AI meets the grade: Faculty reflections on Essaybot in the classroom

At the D'Amore-McKim School of Business, artificial intelligence isn't just a research topic—it's becoming part of the teaching toolkit. Powered by the DASH_box, Essaybot is an AI-assisted grading tool designed to help instructors provide faster, more consistent, and more thoughtful feedback on student writing.

This academic year, three D'Amore-McKim faculty members—Martin Dias, Sean M. Gallagher, and Zeynep Aksehirli—piloted Essaybot in their courses. Their experiences showcase both the promise and the practical considerations of integrating AI into grading and assessment, as part of the D'Amore-McKim AI Strategic Hub's broader mission to support innovation in teaching, research, business, and social impact.

Martin Dias

Martin Dias

Balancing AI speed with human intuition

In a recent pilot study, Dias tested the AI grader alongside human assessment to evaluate its accuracy, efficiency, and overall effectiveness in providing student feedback. One key aspect of this study was the involvement of Kaitlyn Lai, a human TA/grader whose reflections offered critical insights into how AI and human judgment compare in essay evaluation.

One of the standout advantages of Essaybot is speed. Dias noted that once set up properly, the AI tool reduced grading time by 60%, potentially saving up to 80% in a fully optimized system. While the initial setup took a few hours, future uses could be streamlined to just one hour per assignment. “The grade review took about 10 seconds per instance, and feedback review about two minutes per instance. In total, Essaybot could save me 8 hours per exam,” he says. However, Dias acknowledged that fine-tuning is still needed to fully align Essaybot's grading with instructor preferences.

● ● ● ●

**CHALLENGES**:
- A) Write out the stretch of the Essaybot article from "One of the standout" through "with instructor preferences.".
- B) Condense the paragraph of the Essaybot article that opens "One of the standout advantages of Essaybot" into a short list of its main facts.
The lines that come after this have nothing to do with the Essaybot article.

**PROVIDED MATERIAL**:
● ● ● ●

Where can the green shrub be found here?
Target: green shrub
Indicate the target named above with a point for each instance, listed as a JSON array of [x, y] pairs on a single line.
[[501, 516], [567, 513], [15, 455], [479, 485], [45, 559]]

● ● ● ●

**TASK RESPONSES**:
- A)
One of the standout advantages of Essaybot is speed. Dias noted that once set up properly, the AI tool reduced grading time by 60%, potentially saving up to 80% in a fully optimized system. While the initial setup took a few hours, future uses could be streamlined to just one hour per assignment. “The grade review took about 10 seconds per instance, and feedback review about two minutes per instance. In total, Essaybot could save me 8 hours per exam,” he says. However, Dias acknowledged that fine-tuning is still needed to fully align Essaybot's grading with instructor preferences.

- B)
- Speed is one of Essaybot's standout advantages.
- Once properly set up, it reduced Dias's grading time by 60%, with savings of up to 80% possible in a fully optimized system.
- Initial setup took a few hours, but later uses could be streamlined to about one hour per assignment.
- Grade review took about 10 seconds per instance, and feedback review took about two minutes per instance.
- Dias says Essaybot could save him 8 hours per exam.
- He acknowledges that fine-tuning is still needed to fully align its grading with instructor preferences.